In the news story about Renault's electric car prices, by how much did the Renault brand's sales rise in the first quarter of the year?

Start of Excerpt to read

By Gilles Guillaume

PARIS (Reuters) -French carmaker Renault is reviewing its pricing policies of electric cars worldwide to ensure it stays competitive after a wave of price cuts by U.S. rival Tesla Inc, a top executive said on Monday.

After slashing prices several times in the United States, Tesla on Friday cut prices in Europe- including on Renault’s home turf of France – as well as Israel and Singapore, expanding a global discount drive it began in China in January.

“We will analyse country by country, market by market, which level of competitiveness we need to have to stay in the game,” Fabrice Cambolive, the chief executive of the Renault brand, told reporters on Monday.

The brand’s sales rose 9% in the first quarter of the year, indicating a restructuring strategy focusing on the most profitable models may be starting to pay off after four years of declining revenues.

Cambolive said the rebound had extended into April, adding however that Tesla’s price cuts were a wake-up call for competitors.

He said sales of Renault’s Megane electrified model, one of its most popular, had risen sharply in March, with strong orders despite a very limited discounting policy. But the model now costs as much as its main Tesla competitor.

End of Excerpt to read
Start of Extracted information

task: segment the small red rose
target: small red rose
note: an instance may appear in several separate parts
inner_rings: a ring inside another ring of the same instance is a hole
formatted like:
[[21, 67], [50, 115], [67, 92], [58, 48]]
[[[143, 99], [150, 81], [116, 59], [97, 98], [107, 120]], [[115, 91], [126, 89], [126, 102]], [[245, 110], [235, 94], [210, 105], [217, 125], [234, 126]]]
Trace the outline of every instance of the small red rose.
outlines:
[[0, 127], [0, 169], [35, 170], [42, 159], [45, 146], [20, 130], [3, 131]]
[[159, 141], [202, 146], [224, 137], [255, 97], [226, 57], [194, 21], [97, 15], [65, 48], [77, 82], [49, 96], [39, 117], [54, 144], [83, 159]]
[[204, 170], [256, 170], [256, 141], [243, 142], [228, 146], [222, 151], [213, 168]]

End of Extracted information

_Task response_. They rose 9%.